Quoted passage
Court Street Grocers: “If a deli is only as good as its egg-and-cheese, Court Street Grocers rules them all with the Mr. Victor: creamy scrambled eggs, melted white Cheddar, arugula, and a split hickory-smoked sausage, on a buttered roll.”
Glady's: A new restaurant in Crown Heights is elevating the sandwich “from a pedestrian fast food to something worth sitting down and waiting for,” with healthy choices like the Brocc’ Obama, featuring the trendy combination of broccoli and ricotta, to the Abra Kebabra, a flatbread stuffed with fatty porchetta, crunchy thrice-cooked French fries, caper mayo, and sweet chili.
Shalom Japan: The food at this Jewish-Japanese restaurant—opened by the husband and wife duo Aaron Israel and Sawako Okochi—is “fusion in the truest sense,” with Matzah Ball Ramen and miniature challahs made with yeast left over from sake brewing.
Umami Burger: Hannah Goldfield on the “supremely delicious” burgers at the first East Coast outpost of this popular California restaurant: “It’s a risky move, opening a burger joint in a burger town … It’s downright bold to open a burger joint that purports to blow them all out of the water.”

Work to do
**A)** How would you translate this sentence from the restaurant blurbs into Spanish: "Shalom Japan: The food at this Jewish-Japanese restaurant—opened by the husband and wife duo Aaron Israel and Sawako Okochi—is “fusion in the truest sense,” with Matzah Ball Ramen and miniature challahs made with yeast left over from sake brewing."?
**B)** Can you carry the restaurant blurbs forward with a new entry that picks up after the Umami Burger one?

Dataset content
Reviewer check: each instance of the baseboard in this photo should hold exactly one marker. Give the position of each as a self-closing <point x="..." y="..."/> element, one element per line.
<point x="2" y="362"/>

Responses in order
**A)** Shalom Japan: La comida de este restaurante judío-japonés —abierto por el matrimonio formado por Aaron Israel y Sawako Okochi— es «fusión en el sentido más auténtico», con ramen de bolas de matzá y challahs en miniatura hechos con levadura sobrante de la elaboración de sake.

**B)**
The Spotted Pig: At New York’s first gastropub, burgers are only served one way: char-grilled, on a brioche bun, topped with crumbled Roquefort. Only Lou Reed, who lived in the neighborhood, was allowed to have his burger with onions.
Momofuku Noodle Bar: When Chef David Chang rented the six-hundred-square-foot storefront in 2004, he asked some of his friends to come in on it with him. None of them did—thinking the venture would surely fail—and he opened the first Momofuku himself. A restaurant empire, and a New York obsession, was born.
Malagueta: Sophie Brickman joins Brazilian chef Alex Atala at Malagueta, where the owner “ushered Atala inside, then ran into the kitchen and quickly returned with a plate of acaraje, a cake of mashed black-eyed peas topped with dried shrimp and fish cream, and some grilled Brazilian sausage. The patrons, mostly Brazilian, looked on, eyes raised.”